YOUR OBJECTIVE
Below are lines of data, and only some are wanted. Please repeat exactly those from the line that has "point(233, 565)" through the line that has "point(590, 598)".
****
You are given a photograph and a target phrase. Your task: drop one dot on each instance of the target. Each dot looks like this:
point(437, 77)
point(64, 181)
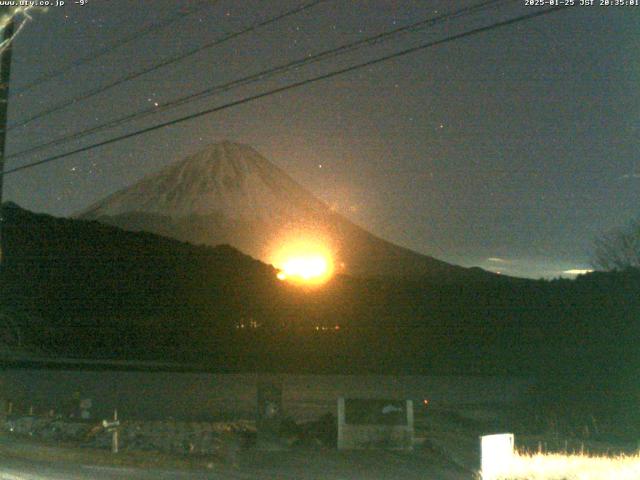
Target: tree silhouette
point(618, 249)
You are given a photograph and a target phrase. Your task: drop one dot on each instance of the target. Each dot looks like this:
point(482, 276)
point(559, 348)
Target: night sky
point(510, 149)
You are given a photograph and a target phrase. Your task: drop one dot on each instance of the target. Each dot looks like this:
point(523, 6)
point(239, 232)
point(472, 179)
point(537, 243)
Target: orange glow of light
point(306, 262)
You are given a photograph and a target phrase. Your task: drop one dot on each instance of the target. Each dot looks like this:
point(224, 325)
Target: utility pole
point(5, 71)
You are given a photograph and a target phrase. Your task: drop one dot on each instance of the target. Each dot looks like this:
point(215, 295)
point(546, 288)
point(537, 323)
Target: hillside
point(96, 291)
point(230, 194)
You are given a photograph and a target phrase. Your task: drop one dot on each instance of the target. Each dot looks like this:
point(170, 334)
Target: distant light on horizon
point(304, 261)
point(577, 271)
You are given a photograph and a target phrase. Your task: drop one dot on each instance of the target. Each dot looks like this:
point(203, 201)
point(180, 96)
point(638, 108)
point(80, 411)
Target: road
point(288, 465)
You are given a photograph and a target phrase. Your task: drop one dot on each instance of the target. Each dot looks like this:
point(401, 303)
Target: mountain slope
point(228, 193)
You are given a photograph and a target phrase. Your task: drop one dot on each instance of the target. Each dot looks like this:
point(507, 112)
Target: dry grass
point(553, 466)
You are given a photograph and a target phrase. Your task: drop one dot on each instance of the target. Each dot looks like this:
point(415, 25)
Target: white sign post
point(496, 455)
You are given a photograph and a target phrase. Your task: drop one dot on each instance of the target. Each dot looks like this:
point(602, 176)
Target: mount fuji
point(230, 194)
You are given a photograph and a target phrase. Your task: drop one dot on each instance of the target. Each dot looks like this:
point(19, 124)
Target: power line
point(262, 75)
point(164, 63)
point(92, 56)
point(291, 86)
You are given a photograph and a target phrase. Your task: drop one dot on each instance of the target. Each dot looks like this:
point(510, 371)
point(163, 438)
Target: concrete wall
point(352, 436)
point(204, 396)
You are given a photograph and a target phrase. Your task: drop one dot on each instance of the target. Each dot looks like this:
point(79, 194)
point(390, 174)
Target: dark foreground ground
point(24, 460)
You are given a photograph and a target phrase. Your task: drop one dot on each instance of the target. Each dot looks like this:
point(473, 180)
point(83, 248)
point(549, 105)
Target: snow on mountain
point(227, 178)
point(229, 193)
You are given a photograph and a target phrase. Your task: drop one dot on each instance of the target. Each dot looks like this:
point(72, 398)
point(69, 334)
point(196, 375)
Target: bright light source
point(303, 261)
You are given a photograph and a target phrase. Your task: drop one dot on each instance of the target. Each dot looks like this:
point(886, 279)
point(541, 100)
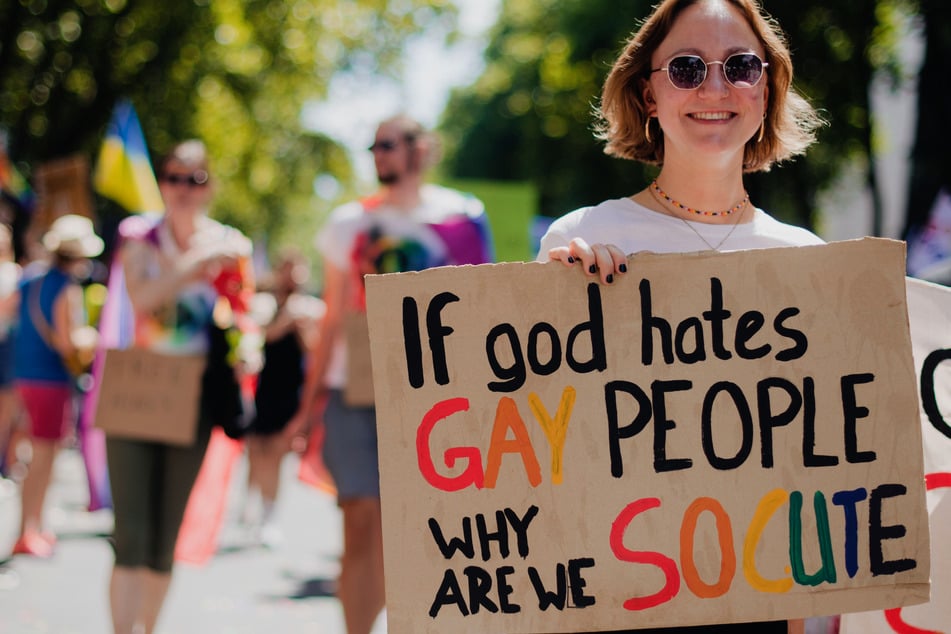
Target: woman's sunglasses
point(198, 179)
point(687, 72)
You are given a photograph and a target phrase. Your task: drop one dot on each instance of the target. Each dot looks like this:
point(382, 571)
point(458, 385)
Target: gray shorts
point(350, 449)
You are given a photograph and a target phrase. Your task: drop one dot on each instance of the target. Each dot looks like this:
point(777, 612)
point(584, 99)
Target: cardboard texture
point(359, 388)
point(714, 438)
point(929, 313)
point(145, 395)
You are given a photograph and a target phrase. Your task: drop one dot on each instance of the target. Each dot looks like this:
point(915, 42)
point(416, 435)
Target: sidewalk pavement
point(245, 589)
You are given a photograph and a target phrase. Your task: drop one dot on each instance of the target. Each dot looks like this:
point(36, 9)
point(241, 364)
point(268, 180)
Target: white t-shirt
point(633, 227)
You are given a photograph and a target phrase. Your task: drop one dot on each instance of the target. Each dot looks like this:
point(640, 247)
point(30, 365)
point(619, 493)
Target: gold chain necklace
point(739, 216)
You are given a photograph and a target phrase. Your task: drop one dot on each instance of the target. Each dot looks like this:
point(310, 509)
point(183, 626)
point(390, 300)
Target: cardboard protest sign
point(929, 313)
point(150, 396)
point(713, 438)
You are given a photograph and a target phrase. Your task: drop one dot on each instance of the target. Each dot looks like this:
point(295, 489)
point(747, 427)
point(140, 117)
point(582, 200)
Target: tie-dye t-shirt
point(182, 327)
point(366, 237)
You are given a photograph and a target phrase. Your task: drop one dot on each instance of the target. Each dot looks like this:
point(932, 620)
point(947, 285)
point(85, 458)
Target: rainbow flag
point(123, 171)
point(13, 183)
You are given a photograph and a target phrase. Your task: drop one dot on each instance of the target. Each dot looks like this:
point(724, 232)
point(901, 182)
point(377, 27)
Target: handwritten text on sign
point(713, 437)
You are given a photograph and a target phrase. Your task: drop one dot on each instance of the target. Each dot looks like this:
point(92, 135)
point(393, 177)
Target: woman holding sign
point(185, 275)
point(704, 90)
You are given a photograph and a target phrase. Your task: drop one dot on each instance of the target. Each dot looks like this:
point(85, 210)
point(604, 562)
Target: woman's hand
point(604, 260)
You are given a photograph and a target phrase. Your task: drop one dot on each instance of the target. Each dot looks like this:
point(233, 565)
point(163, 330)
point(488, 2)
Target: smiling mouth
point(712, 116)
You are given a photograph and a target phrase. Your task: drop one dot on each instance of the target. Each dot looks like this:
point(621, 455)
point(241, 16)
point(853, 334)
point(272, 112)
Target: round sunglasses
point(687, 72)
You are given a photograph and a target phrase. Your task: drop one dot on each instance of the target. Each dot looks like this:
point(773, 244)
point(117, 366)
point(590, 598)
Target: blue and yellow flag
point(123, 171)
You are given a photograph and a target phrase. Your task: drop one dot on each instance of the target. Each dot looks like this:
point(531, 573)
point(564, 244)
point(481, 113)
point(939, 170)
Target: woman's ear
point(647, 94)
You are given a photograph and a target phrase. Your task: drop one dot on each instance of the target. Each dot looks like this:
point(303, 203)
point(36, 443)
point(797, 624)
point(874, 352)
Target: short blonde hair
point(790, 123)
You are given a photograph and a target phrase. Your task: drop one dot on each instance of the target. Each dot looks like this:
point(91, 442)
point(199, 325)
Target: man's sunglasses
point(383, 146)
point(687, 72)
point(198, 179)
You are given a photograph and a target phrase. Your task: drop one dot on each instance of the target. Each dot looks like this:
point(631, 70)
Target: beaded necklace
point(700, 235)
point(660, 192)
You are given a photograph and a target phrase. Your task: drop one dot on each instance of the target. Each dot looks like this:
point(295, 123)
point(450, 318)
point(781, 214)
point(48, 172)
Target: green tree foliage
point(235, 73)
point(931, 163)
point(530, 114)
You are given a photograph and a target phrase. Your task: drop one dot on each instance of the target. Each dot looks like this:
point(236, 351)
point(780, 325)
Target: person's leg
point(125, 598)
point(177, 469)
point(351, 454)
point(361, 588)
point(33, 496)
point(132, 468)
point(49, 408)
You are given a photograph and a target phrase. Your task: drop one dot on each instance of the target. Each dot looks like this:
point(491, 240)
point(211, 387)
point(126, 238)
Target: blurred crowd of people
point(290, 356)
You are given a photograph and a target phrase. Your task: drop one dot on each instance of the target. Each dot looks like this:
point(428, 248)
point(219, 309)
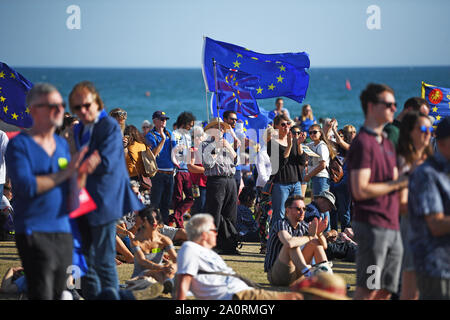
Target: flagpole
point(216, 89)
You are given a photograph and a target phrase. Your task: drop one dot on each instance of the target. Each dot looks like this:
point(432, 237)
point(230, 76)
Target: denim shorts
point(378, 257)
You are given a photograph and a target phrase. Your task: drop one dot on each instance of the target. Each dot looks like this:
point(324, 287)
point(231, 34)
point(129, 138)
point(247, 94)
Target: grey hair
point(38, 90)
point(197, 225)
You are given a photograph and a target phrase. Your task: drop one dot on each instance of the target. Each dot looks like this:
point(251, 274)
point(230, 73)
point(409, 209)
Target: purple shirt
point(366, 152)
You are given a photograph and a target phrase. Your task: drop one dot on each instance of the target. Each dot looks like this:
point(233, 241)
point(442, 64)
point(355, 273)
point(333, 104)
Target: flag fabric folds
point(439, 100)
point(13, 90)
point(234, 91)
point(282, 74)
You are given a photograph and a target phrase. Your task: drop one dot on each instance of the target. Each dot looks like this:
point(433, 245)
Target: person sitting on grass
point(149, 246)
point(204, 273)
point(247, 225)
point(293, 244)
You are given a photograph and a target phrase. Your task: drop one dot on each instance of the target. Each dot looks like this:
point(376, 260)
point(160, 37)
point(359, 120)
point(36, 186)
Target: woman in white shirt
point(317, 166)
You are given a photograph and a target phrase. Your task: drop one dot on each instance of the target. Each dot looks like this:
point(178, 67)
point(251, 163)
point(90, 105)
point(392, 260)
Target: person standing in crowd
point(218, 158)
point(392, 129)
point(160, 141)
point(121, 117)
point(197, 172)
point(415, 134)
point(109, 187)
point(287, 160)
point(317, 166)
point(307, 118)
point(181, 156)
point(429, 217)
point(374, 182)
point(279, 104)
point(146, 127)
point(41, 171)
point(235, 139)
point(136, 144)
point(3, 144)
point(293, 244)
point(340, 189)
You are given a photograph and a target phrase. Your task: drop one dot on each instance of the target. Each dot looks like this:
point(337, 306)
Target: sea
point(142, 91)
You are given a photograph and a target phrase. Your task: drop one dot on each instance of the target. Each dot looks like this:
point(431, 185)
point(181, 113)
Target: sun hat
point(215, 121)
point(329, 196)
point(325, 285)
point(161, 115)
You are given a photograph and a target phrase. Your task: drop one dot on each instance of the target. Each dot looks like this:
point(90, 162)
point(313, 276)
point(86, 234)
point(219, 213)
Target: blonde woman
point(317, 166)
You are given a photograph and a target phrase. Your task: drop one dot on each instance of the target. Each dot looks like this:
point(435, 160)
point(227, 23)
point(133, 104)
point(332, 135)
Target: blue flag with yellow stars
point(13, 90)
point(282, 74)
point(234, 91)
point(439, 100)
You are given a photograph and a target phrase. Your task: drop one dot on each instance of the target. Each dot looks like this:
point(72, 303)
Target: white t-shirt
point(193, 257)
point(322, 150)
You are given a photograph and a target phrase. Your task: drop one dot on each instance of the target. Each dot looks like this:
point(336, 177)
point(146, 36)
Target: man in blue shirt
point(160, 141)
point(429, 211)
point(41, 172)
point(181, 156)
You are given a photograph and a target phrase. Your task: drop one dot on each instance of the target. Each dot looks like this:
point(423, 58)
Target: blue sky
point(169, 33)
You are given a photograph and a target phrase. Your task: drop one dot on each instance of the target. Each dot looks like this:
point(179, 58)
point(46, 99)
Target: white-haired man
point(203, 272)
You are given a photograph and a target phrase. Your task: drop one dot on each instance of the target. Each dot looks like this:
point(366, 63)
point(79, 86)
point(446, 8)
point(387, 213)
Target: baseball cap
point(160, 115)
point(443, 129)
point(329, 196)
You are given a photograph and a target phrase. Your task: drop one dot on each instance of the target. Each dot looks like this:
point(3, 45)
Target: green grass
point(250, 264)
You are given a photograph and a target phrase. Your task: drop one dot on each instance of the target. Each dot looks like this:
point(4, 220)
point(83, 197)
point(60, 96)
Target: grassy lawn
point(250, 264)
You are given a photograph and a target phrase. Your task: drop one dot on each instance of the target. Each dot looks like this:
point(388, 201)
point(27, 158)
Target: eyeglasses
point(119, 114)
point(388, 104)
point(425, 129)
point(299, 209)
point(80, 106)
point(51, 105)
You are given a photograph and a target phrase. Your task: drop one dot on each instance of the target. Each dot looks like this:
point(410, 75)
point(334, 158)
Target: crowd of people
point(379, 197)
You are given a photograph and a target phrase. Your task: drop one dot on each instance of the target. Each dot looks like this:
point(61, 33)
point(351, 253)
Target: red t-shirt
point(366, 152)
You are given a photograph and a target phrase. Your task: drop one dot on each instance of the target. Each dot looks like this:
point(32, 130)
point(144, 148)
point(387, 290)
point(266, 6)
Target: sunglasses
point(388, 104)
point(299, 209)
point(51, 105)
point(119, 114)
point(425, 129)
point(80, 106)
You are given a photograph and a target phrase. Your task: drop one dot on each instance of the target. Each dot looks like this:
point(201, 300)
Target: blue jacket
point(109, 185)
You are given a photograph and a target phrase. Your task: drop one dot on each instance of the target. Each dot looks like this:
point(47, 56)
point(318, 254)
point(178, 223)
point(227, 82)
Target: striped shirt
point(274, 244)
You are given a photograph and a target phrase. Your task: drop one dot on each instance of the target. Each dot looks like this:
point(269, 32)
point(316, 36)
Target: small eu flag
point(282, 74)
point(439, 100)
point(13, 91)
point(234, 90)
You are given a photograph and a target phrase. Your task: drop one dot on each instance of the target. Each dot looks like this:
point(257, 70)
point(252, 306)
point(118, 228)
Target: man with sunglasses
point(41, 169)
point(160, 141)
point(293, 244)
point(374, 185)
point(392, 129)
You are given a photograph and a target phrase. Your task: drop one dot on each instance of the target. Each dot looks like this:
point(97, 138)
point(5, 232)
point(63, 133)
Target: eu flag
point(282, 74)
point(234, 91)
point(13, 90)
point(438, 99)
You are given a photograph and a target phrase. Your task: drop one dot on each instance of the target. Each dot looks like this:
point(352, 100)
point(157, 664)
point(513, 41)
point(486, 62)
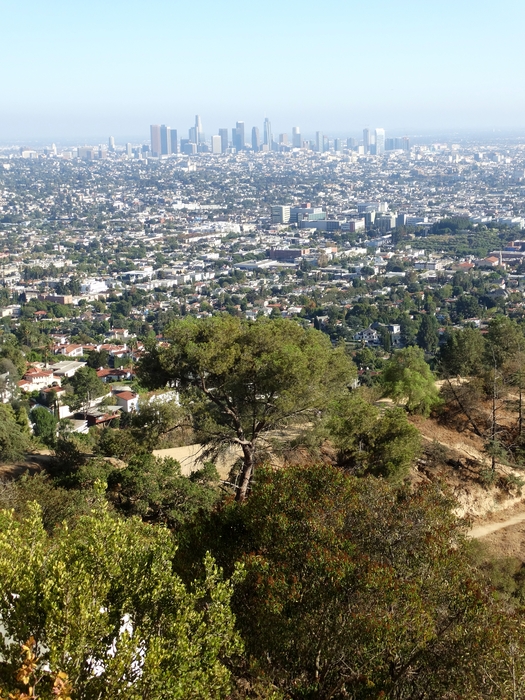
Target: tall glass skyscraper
point(268, 139)
point(155, 139)
point(380, 142)
point(256, 141)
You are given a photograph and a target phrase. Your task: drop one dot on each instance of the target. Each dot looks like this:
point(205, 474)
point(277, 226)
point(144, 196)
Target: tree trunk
point(246, 474)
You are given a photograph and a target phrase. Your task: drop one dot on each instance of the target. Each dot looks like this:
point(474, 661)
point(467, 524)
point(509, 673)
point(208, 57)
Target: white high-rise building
point(268, 138)
point(380, 142)
point(199, 136)
point(366, 140)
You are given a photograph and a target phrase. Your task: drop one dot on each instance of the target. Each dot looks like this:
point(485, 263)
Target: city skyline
point(109, 69)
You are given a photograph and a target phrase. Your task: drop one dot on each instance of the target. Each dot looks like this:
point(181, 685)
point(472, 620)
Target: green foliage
point(504, 340)
point(14, 439)
point(408, 378)
point(155, 489)
point(56, 504)
point(44, 425)
point(87, 386)
point(104, 607)
point(117, 443)
point(160, 424)
point(462, 353)
point(370, 443)
point(98, 359)
point(242, 379)
point(355, 589)
point(427, 335)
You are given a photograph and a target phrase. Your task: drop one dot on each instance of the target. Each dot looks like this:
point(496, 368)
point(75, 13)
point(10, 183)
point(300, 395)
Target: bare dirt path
point(480, 531)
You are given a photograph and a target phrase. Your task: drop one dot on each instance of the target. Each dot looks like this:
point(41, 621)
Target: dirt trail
point(480, 531)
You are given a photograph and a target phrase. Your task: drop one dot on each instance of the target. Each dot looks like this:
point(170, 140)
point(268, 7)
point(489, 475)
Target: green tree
point(244, 379)
point(160, 424)
point(104, 607)
point(14, 439)
point(44, 425)
point(357, 590)
point(154, 488)
point(98, 359)
point(427, 335)
point(408, 378)
point(504, 340)
point(86, 386)
point(463, 353)
point(372, 443)
point(118, 443)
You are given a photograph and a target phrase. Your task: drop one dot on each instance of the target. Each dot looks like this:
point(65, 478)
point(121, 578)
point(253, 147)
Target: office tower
point(223, 133)
point(239, 137)
point(199, 136)
point(256, 141)
point(380, 142)
point(280, 214)
point(165, 140)
point(366, 140)
point(174, 143)
point(268, 138)
point(155, 139)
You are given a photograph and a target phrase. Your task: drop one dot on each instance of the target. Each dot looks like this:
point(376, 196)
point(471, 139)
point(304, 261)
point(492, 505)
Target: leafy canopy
point(407, 377)
point(104, 607)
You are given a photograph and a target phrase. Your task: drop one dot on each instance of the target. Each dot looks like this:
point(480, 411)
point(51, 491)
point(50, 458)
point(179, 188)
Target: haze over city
point(76, 70)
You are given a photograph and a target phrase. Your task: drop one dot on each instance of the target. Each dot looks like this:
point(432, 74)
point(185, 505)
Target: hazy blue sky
point(102, 67)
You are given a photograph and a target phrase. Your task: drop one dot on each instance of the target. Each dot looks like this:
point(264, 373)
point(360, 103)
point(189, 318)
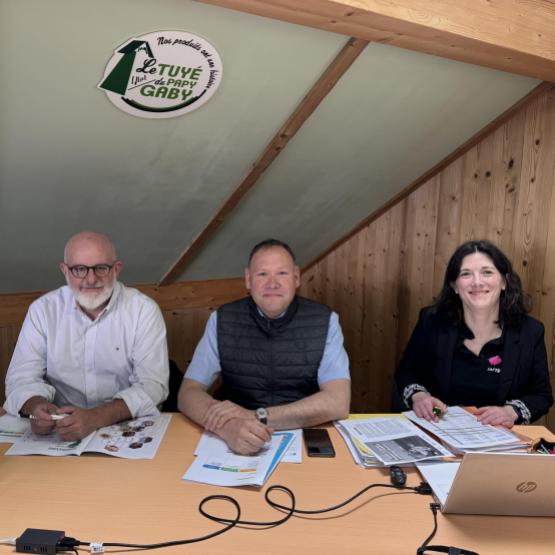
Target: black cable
point(450, 550)
point(69, 544)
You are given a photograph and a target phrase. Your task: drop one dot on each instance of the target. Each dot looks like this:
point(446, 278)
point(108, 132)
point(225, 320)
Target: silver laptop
point(495, 484)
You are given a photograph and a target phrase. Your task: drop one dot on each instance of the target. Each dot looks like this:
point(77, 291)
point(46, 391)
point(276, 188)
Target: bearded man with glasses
point(91, 353)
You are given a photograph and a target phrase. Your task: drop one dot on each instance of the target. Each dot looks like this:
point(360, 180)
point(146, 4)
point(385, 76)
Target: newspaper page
point(132, 439)
point(394, 440)
point(12, 428)
point(460, 430)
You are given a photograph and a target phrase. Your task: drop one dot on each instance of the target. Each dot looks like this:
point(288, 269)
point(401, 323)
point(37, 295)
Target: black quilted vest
point(271, 362)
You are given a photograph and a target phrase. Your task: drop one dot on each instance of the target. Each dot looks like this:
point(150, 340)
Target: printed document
point(210, 443)
point(12, 428)
point(222, 467)
point(392, 440)
point(461, 432)
point(131, 439)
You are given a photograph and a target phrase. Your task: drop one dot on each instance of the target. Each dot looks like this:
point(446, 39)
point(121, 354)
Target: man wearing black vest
point(280, 357)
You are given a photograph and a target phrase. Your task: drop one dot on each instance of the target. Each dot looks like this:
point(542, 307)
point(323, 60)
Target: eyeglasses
point(100, 270)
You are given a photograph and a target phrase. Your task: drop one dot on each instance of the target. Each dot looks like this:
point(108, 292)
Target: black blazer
point(427, 361)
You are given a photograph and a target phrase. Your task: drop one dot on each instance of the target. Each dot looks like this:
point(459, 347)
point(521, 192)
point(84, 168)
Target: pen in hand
point(437, 412)
point(52, 417)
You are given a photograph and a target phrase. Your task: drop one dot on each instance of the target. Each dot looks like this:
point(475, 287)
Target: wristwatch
point(262, 415)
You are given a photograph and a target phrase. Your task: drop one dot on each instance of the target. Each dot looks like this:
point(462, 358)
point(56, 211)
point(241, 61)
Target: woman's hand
point(423, 405)
point(497, 416)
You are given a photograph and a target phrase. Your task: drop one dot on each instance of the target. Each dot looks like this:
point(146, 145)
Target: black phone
point(318, 442)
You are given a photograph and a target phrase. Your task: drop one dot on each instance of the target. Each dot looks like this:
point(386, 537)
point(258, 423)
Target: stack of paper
point(216, 464)
point(462, 433)
point(387, 440)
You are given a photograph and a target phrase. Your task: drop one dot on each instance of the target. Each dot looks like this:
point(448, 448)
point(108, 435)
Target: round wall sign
point(162, 74)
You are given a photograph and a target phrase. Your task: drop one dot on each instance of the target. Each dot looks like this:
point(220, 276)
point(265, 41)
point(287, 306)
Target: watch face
point(262, 415)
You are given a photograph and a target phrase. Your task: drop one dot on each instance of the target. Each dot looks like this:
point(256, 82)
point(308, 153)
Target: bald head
point(89, 241)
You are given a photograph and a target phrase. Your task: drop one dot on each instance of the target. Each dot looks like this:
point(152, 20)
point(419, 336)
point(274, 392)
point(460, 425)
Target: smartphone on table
point(318, 442)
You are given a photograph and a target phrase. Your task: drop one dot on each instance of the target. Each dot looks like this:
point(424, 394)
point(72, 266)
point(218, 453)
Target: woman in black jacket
point(477, 346)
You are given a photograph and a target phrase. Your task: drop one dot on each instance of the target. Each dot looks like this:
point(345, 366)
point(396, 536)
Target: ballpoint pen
point(52, 417)
point(437, 412)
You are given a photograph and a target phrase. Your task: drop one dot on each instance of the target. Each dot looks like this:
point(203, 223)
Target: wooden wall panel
point(377, 281)
point(500, 189)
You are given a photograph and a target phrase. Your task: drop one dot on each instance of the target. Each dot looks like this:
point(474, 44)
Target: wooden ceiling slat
point(310, 102)
point(506, 35)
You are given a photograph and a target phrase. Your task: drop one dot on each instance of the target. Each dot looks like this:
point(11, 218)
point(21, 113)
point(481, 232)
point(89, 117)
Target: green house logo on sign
point(162, 74)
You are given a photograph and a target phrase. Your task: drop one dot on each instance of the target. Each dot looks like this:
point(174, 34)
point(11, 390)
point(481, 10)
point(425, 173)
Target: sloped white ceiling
point(70, 160)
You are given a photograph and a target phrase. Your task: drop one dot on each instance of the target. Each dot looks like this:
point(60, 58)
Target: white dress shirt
point(69, 359)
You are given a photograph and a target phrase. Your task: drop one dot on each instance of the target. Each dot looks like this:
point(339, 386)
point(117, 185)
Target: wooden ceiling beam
point(508, 35)
point(349, 53)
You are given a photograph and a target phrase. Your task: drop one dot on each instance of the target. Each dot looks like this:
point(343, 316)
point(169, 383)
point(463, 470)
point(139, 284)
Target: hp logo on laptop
point(526, 487)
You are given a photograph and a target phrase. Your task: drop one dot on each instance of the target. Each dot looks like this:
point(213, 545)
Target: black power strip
point(35, 540)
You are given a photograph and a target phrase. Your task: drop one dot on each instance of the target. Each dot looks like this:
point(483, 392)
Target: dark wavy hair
point(513, 303)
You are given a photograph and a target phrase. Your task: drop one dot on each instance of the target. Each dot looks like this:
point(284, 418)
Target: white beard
point(92, 302)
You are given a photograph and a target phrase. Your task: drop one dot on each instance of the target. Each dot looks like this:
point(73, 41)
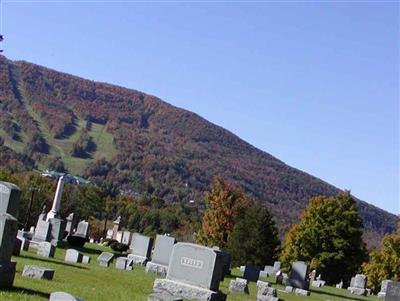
****
EXERCISE OUTPUT
point(233, 565)
point(163, 330)
point(488, 2)
Target: smiling mouth
point(712, 116)
You are given a photograph and a target phrase. Your task: drop one dot on each instance of the target. Each dot looks like this:
point(621, 455)
point(241, 16)
point(853, 334)
point(272, 112)
Target: round sunglasses
point(687, 72)
You are given a photograph and a target phrase. Your task: drop one dot on each instance of the target. Each dot looks like this:
point(773, 244)
point(117, 366)
point(590, 598)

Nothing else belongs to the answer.